Excerpts of bounding box data:
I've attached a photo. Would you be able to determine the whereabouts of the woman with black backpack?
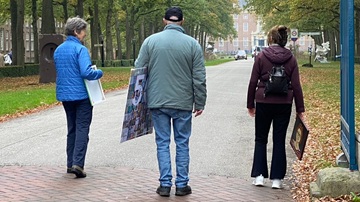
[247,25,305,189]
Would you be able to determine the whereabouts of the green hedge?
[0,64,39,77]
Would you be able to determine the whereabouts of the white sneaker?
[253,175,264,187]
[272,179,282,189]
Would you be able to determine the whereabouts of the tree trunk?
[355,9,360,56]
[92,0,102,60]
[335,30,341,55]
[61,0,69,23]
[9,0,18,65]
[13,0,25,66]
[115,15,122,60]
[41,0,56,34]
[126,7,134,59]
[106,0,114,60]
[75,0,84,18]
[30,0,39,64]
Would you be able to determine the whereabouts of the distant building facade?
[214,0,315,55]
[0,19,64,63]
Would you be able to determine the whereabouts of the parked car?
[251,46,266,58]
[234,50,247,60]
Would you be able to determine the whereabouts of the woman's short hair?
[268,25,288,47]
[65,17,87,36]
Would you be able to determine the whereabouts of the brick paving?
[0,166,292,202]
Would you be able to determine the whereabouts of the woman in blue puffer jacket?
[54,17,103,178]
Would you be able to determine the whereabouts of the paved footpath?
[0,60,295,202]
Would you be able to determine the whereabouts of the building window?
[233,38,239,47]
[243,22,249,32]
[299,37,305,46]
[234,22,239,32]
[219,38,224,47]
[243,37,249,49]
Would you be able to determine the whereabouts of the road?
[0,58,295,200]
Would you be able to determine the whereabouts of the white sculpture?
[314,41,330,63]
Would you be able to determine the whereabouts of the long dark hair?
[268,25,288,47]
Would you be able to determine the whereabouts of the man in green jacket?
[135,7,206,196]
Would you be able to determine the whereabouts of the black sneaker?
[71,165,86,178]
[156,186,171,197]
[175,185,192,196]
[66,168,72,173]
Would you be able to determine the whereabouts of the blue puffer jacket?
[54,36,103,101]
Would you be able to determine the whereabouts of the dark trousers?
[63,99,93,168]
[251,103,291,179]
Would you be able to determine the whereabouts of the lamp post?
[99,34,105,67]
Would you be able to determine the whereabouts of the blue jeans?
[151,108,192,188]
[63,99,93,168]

...

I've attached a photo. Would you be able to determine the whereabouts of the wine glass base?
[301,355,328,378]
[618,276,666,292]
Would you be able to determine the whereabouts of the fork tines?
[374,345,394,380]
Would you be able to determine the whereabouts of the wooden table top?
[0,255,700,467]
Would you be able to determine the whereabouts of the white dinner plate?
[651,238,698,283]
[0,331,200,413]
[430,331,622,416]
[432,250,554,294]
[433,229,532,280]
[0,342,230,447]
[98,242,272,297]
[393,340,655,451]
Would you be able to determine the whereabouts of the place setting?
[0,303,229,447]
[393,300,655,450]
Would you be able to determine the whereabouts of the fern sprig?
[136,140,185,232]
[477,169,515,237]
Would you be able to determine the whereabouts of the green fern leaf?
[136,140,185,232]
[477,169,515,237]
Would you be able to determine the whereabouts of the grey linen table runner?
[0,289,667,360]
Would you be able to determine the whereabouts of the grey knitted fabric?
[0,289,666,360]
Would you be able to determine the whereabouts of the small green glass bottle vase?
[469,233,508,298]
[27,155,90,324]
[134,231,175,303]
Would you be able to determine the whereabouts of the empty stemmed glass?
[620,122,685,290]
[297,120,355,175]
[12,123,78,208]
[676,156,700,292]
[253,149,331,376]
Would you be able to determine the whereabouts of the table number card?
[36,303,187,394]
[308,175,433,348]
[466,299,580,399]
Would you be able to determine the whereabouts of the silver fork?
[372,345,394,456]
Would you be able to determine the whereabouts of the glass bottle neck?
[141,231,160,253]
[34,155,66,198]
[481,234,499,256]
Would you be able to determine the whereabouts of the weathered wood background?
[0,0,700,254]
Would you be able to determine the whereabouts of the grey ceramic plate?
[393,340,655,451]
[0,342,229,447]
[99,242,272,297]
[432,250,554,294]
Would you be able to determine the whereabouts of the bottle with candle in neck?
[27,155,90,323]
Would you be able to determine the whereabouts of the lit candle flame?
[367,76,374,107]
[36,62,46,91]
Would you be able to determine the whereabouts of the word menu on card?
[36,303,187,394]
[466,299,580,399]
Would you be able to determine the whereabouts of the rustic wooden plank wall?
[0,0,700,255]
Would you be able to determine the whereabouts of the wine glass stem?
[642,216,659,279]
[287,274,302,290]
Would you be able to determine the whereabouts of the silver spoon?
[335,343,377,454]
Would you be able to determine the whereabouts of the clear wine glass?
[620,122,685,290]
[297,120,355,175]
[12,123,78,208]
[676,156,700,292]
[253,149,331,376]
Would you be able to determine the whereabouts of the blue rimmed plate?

...

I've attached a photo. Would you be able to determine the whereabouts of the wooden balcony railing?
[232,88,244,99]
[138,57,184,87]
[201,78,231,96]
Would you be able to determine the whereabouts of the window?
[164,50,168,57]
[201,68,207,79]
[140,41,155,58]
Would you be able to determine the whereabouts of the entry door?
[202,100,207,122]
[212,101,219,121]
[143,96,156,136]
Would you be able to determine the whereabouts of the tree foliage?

> _Given instruction_: Could you rewrite the items beginning at the line that contains "with black backpack?" and ending with the line that contains "[0,60,295,202]", changing "parked car" to "parked vehicle" and keeping everything else the same? Leave the pictures out of your answer.

> _Output for this task_:
I've attached a photo. Would you be able to determine the whereabouts of the woman with black backpack?
[247,25,305,189]
Would you be able to determine the whereabouts of the green hedge?
[0,64,39,77]
Would you be able to determine the whereabouts of the white sneaker?
[253,175,264,187]
[272,179,282,189]
Would you be able to determine the whereabouts of the tree trunk?
[355,9,360,56]
[92,0,102,60]
[335,30,341,55]
[61,0,69,23]
[9,0,18,65]
[13,0,25,66]
[115,15,122,60]
[41,0,56,34]
[126,7,134,59]
[106,0,114,60]
[75,0,84,18]
[30,0,39,64]
Would you be able to determine the whereabouts of the distant building facade?
[214,0,315,55]
[0,19,64,63]
Would you be able to determine the whereabouts of the parked vehicle?
[251,46,266,58]
[234,50,247,60]
Would you be able to determine the whereabouts of the woman's short hair?
[268,25,288,47]
[65,17,87,36]
Would you be able to determine the whereabouts of the brick paving?
[0,166,292,202]
Would you be able to determine the whereabouts of the woman in blue puffer jacket?
[54,17,103,178]
Would you be able to determine the whereabouts of the paved footpath?
[0,60,295,202]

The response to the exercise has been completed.